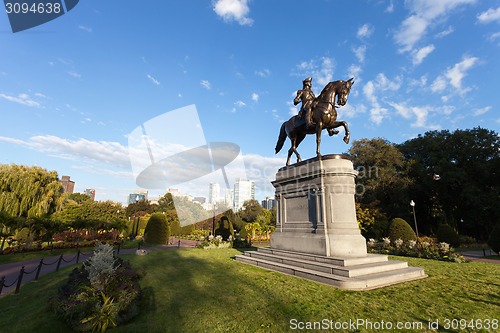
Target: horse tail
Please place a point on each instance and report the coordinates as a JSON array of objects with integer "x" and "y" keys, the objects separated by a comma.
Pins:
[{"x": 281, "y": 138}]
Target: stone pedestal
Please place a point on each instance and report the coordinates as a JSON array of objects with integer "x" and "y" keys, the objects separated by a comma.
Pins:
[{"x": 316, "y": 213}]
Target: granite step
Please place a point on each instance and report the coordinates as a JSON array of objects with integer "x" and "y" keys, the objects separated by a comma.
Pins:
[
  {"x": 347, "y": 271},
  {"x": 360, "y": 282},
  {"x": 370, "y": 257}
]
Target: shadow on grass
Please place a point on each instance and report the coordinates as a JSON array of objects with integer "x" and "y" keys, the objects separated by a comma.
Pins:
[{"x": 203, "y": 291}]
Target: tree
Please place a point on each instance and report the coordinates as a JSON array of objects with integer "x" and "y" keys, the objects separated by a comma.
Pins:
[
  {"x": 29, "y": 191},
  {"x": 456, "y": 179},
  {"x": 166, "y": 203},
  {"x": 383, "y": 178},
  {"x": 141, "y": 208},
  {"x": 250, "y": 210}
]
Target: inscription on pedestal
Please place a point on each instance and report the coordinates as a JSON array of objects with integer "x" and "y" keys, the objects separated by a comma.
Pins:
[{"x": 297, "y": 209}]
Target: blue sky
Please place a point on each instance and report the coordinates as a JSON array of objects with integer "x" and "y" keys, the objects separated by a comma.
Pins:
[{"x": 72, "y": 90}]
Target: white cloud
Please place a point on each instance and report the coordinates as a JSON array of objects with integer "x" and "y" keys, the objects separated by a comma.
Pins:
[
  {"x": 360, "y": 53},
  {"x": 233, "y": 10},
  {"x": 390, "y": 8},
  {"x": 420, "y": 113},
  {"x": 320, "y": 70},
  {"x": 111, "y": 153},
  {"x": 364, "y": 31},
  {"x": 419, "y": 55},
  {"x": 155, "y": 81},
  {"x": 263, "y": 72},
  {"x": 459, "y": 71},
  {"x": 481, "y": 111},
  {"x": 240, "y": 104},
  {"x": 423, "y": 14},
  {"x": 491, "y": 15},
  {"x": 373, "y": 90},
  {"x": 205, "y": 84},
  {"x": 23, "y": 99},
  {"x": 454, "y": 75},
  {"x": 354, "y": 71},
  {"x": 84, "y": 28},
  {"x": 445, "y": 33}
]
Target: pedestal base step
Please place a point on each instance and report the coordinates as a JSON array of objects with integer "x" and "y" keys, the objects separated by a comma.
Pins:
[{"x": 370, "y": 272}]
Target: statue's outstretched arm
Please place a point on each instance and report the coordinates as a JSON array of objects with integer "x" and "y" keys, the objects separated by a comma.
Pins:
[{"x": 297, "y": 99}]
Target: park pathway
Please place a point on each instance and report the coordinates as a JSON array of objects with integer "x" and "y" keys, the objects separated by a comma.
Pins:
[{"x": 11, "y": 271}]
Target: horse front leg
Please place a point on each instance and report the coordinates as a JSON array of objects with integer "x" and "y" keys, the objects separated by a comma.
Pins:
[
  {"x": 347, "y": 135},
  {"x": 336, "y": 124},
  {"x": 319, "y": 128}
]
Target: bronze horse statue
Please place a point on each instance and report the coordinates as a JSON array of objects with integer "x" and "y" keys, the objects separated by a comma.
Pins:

☆ ☆ ☆ ☆

→ **Exercise instructions**:
Every entry must be reproduced exactly, with the images left out.

→ **Full response**:
Target: horse tail
Please place a point on each instance and report the coordinates as a JSON array of objects with integer "x" and "y" keys, the objects separated by a comma.
Pins:
[{"x": 281, "y": 138}]
Target: stone pedestal
Please place a point on each instance and report the coordinates as a JSON array of objects with integer "x" and "y" keys, the objects separated by a comma.
Pins:
[{"x": 316, "y": 213}]
Target: granite step
Please place a point on each instance and report the coordinates as a JSON array of objects with integer "x" and "y" keys, the objects separated by a comma.
Pins:
[
  {"x": 347, "y": 271},
  {"x": 360, "y": 282},
  {"x": 370, "y": 257}
]
Target: shadow on grass
Please place a point on each instance and report the coordinates as a JSON array of objects with integer "x" and "y" keys, the objects separated by a comma.
Pins:
[{"x": 203, "y": 291}]
Target: tree
Please place a point on each instance and report the coordinates as a JSON array of objects with integer "x" and "y" keys, the objects separated by a comma.
Pins:
[
  {"x": 29, "y": 191},
  {"x": 456, "y": 179},
  {"x": 166, "y": 203},
  {"x": 383, "y": 178},
  {"x": 141, "y": 208},
  {"x": 250, "y": 210}
]
Target: inscription on pedestal
Please place a point on each instance and report the coordinates as a JSON array of objects with integer "x" and "y" keys, the objects separated by a comma.
Pins:
[{"x": 297, "y": 209}]
Target: blue sky
Please place a point on each instance and report the coordinates as a JSON array of objects with integer "x" and "y" keys, the objects separated by a comma.
Pins:
[{"x": 72, "y": 90}]
Target: white cloud
Please place a point on each instance and report the coordinates as a JSON array of objects with integer "x" and "y" keys, the objects separated by a comma.
Pins:
[
  {"x": 360, "y": 53},
  {"x": 233, "y": 10},
  {"x": 390, "y": 8},
  {"x": 420, "y": 113},
  {"x": 320, "y": 70},
  {"x": 111, "y": 153},
  {"x": 364, "y": 31},
  {"x": 419, "y": 55},
  {"x": 155, "y": 81},
  {"x": 263, "y": 72},
  {"x": 459, "y": 71},
  {"x": 481, "y": 111},
  {"x": 240, "y": 104},
  {"x": 423, "y": 14},
  {"x": 491, "y": 15},
  {"x": 373, "y": 90},
  {"x": 205, "y": 84},
  {"x": 23, "y": 99},
  {"x": 454, "y": 75},
  {"x": 354, "y": 71},
  {"x": 84, "y": 28},
  {"x": 445, "y": 33}
]
Target: pedestal base step
Please place a point on each instance and report the coordinates as a JSON array of objects with integer "x" and "y" keys, the objects separated by a comma.
Pins:
[{"x": 370, "y": 272}]
Target: statue's outstretched arm
Please place a point on each instance and report the coordinates as a JSON array of objects with integer "x" and "y" keys, the objects separated by a comma.
Pins:
[{"x": 297, "y": 99}]
Target: park pathway
Please place a point on each instance and report the coordinates as a JSON array of objects with integer "x" and "y" keys, the objects separated by a comma.
Pins:
[{"x": 11, "y": 271}]
Target: horse front leg
Please place a point on each instance and report the coordinates as a JSON array of objects with integer "x" and "y" keys, the objects separated by a comma.
Pins:
[
  {"x": 347, "y": 135},
  {"x": 336, "y": 124},
  {"x": 319, "y": 128}
]
Target: bronze horse statue
Please place a point on each instance and report the coordinates as a JSON array of objects with integer "x" and "y" keys, the objects separated by a comma.
Pins:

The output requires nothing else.